■ **Do this**
Write out all the entries word for word and omit any pictures.

■ **Records for the task**
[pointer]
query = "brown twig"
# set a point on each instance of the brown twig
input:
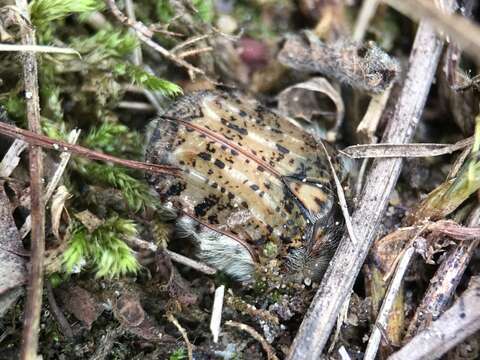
(387, 305)
(253, 333)
(53, 183)
(443, 285)
(31, 326)
(145, 35)
(346, 264)
(455, 325)
(465, 32)
(404, 150)
(178, 258)
(46, 142)
(341, 197)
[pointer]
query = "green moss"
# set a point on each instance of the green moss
(103, 249)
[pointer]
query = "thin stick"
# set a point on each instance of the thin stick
(367, 11)
(12, 158)
(253, 333)
(182, 331)
(216, 318)
(178, 258)
(137, 57)
(404, 150)
(463, 31)
(145, 35)
(53, 183)
(445, 281)
(31, 325)
(44, 141)
(347, 262)
(341, 197)
(39, 49)
(390, 296)
(456, 324)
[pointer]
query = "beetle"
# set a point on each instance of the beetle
(250, 178)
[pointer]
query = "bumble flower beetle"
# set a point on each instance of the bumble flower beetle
(249, 178)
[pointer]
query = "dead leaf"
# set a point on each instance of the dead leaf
(81, 303)
(129, 312)
(89, 220)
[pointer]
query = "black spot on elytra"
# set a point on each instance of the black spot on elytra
(205, 156)
(318, 201)
(219, 163)
(176, 189)
(213, 219)
(202, 208)
(282, 149)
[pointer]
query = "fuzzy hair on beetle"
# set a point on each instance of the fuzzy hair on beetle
(250, 179)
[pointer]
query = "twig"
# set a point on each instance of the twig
(193, 52)
(404, 150)
(216, 318)
(52, 185)
(106, 342)
(12, 158)
(341, 197)
(253, 333)
(443, 285)
(456, 324)
(136, 106)
(57, 313)
(346, 264)
(31, 325)
(39, 49)
(182, 331)
(145, 35)
(463, 31)
(137, 57)
(44, 141)
(178, 258)
(387, 304)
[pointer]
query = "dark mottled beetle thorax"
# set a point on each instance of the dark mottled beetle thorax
(248, 174)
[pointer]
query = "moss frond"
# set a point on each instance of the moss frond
(144, 79)
(45, 11)
(135, 192)
(113, 138)
(103, 249)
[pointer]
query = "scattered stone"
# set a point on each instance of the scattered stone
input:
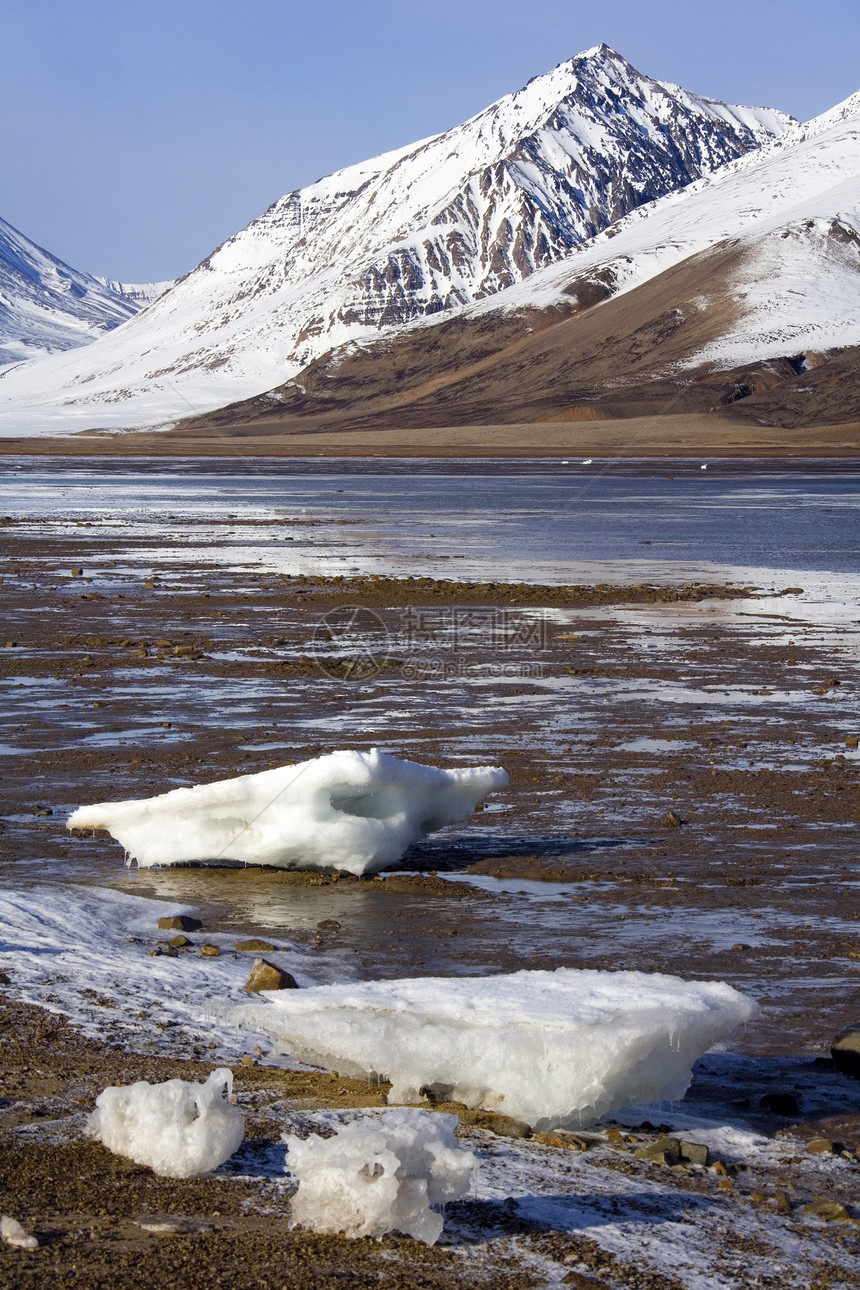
(179, 922)
(846, 1050)
(565, 1139)
(266, 975)
(504, 1126)
(828, 1210)
(664, 1151)
(780, 1103)
(579, 1281)
(694, 1152)
(13, 1233)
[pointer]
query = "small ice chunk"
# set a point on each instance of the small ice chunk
(381, 1175)
(551, 1048)
(347, 810)
(178, 1129)
(13, 1233)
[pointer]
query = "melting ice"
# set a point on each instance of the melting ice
(549, 1048)
(348, 810)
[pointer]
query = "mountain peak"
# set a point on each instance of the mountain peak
(405, 238)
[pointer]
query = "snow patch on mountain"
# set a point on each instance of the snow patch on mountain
(410, 235)
(48, 307)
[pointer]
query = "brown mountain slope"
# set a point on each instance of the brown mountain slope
(596, 357)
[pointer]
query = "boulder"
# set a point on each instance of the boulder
(846, 1050)
(266, 975)
(179, 922)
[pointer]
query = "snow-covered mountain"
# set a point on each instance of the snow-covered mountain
(47, 307)
(756, 263)
(388, 243)
(138, 293)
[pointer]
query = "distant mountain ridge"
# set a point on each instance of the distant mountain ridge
(405, 238)
(48, 307)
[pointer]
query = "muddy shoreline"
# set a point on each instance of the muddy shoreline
(613, 708)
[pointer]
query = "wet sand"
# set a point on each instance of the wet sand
(684, 797)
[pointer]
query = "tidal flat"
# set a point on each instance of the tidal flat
(684, 797)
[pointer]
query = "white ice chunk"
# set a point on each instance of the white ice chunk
(13, 1233)
(178, 1129)
(347, 810)
(551, 1048)
(381, 1175)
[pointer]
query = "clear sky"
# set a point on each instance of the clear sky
(136, 137)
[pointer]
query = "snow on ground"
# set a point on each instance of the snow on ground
(548, 1048)
(68, 948)
(179, 1129)
(381, 1174)
(348, 810)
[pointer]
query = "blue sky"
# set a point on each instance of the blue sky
(137, 137)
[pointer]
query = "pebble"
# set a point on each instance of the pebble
(846, 1050)
(179, 922)
(829, 1210)
(264, 975)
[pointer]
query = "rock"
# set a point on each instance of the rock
(828, 1210)
(664, 1151)
(266, 975)
(780, 1103)
(694, 1152)
(579, 1281)
(179, 922)
(562, 1138)
(846, 1050)
(504, 1126)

■ **Solution**
[pointer]
query = "brown twig"
# set a point on each instance of the brown twig
input:
(387, 305)
(253, 333)
(53, 183)
(443, 285)
(31, 326)
(145, 35)
(346, 264)
(455, 325)
(465, 32)
(404, 150)
(178, 258)
(46, 142)
(341, 197)
[pointer]
query = "green moss"
# set a point on each instance of the green moss
(103, 249)
[pointer]
query = "thin stick"
# set a point on each instance of the thin stick
(367, 11)
(12, 158)
(253, 333)
(182, 331)
(216, 318)
(178, 258)
(137, 57)
(404, 150)
(463, 31)
(145, 35)
(53, 183)
(445, 281)
(31, 325)
(44, 141)
(347, 262)
(341, 197)
(39, 49)
(390, 296)
(456, 324)
[pointer]
query = "beetle"
# set a point on each instance of the beetle
(250, 178)
[pointer]
query = "bumble flower beetle"
# set a point on each instance of the bumble flower beetle
(249, 178)
[pointer]
query = "dead leaf"
# set a point on each instance of the dead leaf
(81, 303)
(129, 312)
(89, 220)
[pointer]
query = "black spot on elytra"
# set a point on each instance of the black spot on elytra
(205, 156)
(318, 201)
(219, 163)
(176, 189)
(213, 219)
(202, 208)
(282, 149)
[pointer]
query = "fuzzy hair on beetle"
# set a point on each instance of the fuzzy hair on beetle
(250, 179)
[pointer]
query = "twig"
# set a point on each instance of the twig
(193, 52)
(404, 150)
(216, 318)
(52, 185)
(106, 342)
(12, 158)
(341, 197)
(253, 333)
(443, 285)
(456, 324)
(136, 106)
(57, 313)
(346, 264)
(31, 325)
(39, 49)
(182, 331)
(145, 35)
(463, 31)
(137, 57)
(44, 141)
(178, 258)
(387, 304)
[pointer]
query = "dark mottled beetle thorax"
# set a point on each instance of the dark mottled beetle thorax
(248, 174)
[pointer]
query = "moss frond"
# set a point on each instance of the moss frond
(144, 79)
(45, 11)
(135, 192)
(113, 138)
(103, 249)
[pointer]
query = "scattered stone"
# set a point on each instance of the scattered stone
input:
(179, 922)
(846, 1050)
(565, 1139)
(266, 975)
(504, 1126)
(828, 1210)
(664, 1151)
(780, 1103)
(579, 1281)
(694, 1152)
(13, 1233)
[pointer]
query = "small ice chunk"
# set a point on each instance of the small ice chunk
(381, 1175)
(551, 1048)
(347, 810)
(178, 1129)
(13, 1233)
[pointer]
query = "melting ice"
# set a point on each instance of the melting ice
(549, 1048)
(348, 810)
[pointer]
query = "mountain peak"
# set a point on each instance of the mountain peak
(405, 238)
[pointer]
query = "snow patch on mountain"
# set a point on each instance of the snow patch on mountain
(410, 235)
(48, 307)
[pointer]
query = "brown mountain slope"
# set a point on each instance of the brown mountain slope
(596, 357)
[pointer]
query = "boulder"
# set a point on each instance of the boulder
(846, 1050)
(266, 975)
(179, 922)
[pointer]
query = "snow-covered mountain"
# set a point on each instance of the snow-covered mountain
(47, 307)
(756, 263)
(388, 243)
(138, 293)
[pointer]
query = "distant mountain ridge"
# set a point on each instance of the distant mountain ridge
(405, 238)
(48, 307)
[pointer]
query = "muddy shoreline"
# set a point on each instance of the muddy shoreline
(613, 708)
[pointer]
query = "wet sand"
# set a point on each instance of the wet sand
(684, 797)
[pointer]
query = "tidal flat"
# set a point on each instance of the tidal flat
(684, 797)
[pointer]
query = "white ice chunk"
# set a point on each instance of the white ice chunk
(13, 1233)
(178, 1129)
(347, 810)
(551, 1048)
(381, 1175)
[pointer]
query = "clear sky"
# set a point on each instance of the clear sky
(136, 137)
[pointer]
query = "snow on ground"
# set a point on each instance of the snow on ground
(548, 1048)
(68, 948)
(179, 1129)
(381, 1174)
(348, 810)
[pointer]
query = "blue sky"
# set a point on each instance of the blue sky
(137, 137)
[pointer]
query = "pebble"
# set a point on each instance of the pebble
(846, 1050)
(179, 922)
(829, 1210)
(264, 975)
[pointer]
query = "rock"
# set a point on each instance of the rock
(828, 1210)
(664, 1151)
(266, 975)
(780, 1103)
(694, 1152)
(579, 1281)
(179, 922)
(562, 1138)
(846, 1050)
(504, 1126)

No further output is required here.